### Artículo
Alto, moreno, espigado, el tal comandante infundía respeto y temor a la vez (luego nos enteramos que había sido sargento de la Legión) y en sus ademanes y rostro se adivinaba que algo grave debía de haber ocurrido.
Subió a la improvisada tarima y el silencio expectante que despertó fue roto con estas palabras más o menos: «Soldados del Ejército Popular, habéis tenido el honor de venir a integraros y formar parte de la gloriosa 11 División de Líster.»
El murmullo al oír estas palabras fue grande. Destinados nada menos que a la División de choque más apreciada en el ejército gubernamental.
Continuó su arenga habiéndonos sobre las cualidades que debían reunir los soldados del Ejército Popular de la República, que por cierto en aquellos tiempos empezaba a organizarse de una forma consistente, basándose en una disciplina a ultranza con la que se pretendía poner fin al desbarajuste que había imperado hasta entonces.
######
### Extracto de datos
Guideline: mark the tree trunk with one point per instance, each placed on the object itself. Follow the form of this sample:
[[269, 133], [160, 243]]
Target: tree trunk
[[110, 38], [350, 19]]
######
Por hacer
Copia palabra por palabra el artículo completo sobre la arenga del comandante a los soldados.

Resultado correcto
Alto, moreno, espigado, el tal comandante infundía respeto y temor a la vez (luego nos enteramos que había sido sargento de la Legión) y en sus ademanes y rostro se adivinaba que algo grave debía de haber ocurrido.
Subió a la improvisada tarima y el silencio expectante que despertó fue roto con estas palabras más o menos: «Soldados del Ejército Popular, habéis tenido el honor de venir a integraros y formar parte de la gloriosa 11 División de Líster.»
El murmullo al oír estas palabras fue grande. Destinados nada menos que a la División de choque más apreciada en el ejército gubernamental.
Continuó su arenga habiéndonos sobre las cualidades que debían reunir los soldados del Ejército Popular de la República, que por cierto en aquellos tiempos empezaba a organizarse de una forma consistente, basándose en una disciplina a ultranza con la que se pretendía poner fin al desbarajuste que había imperado hasta entonces.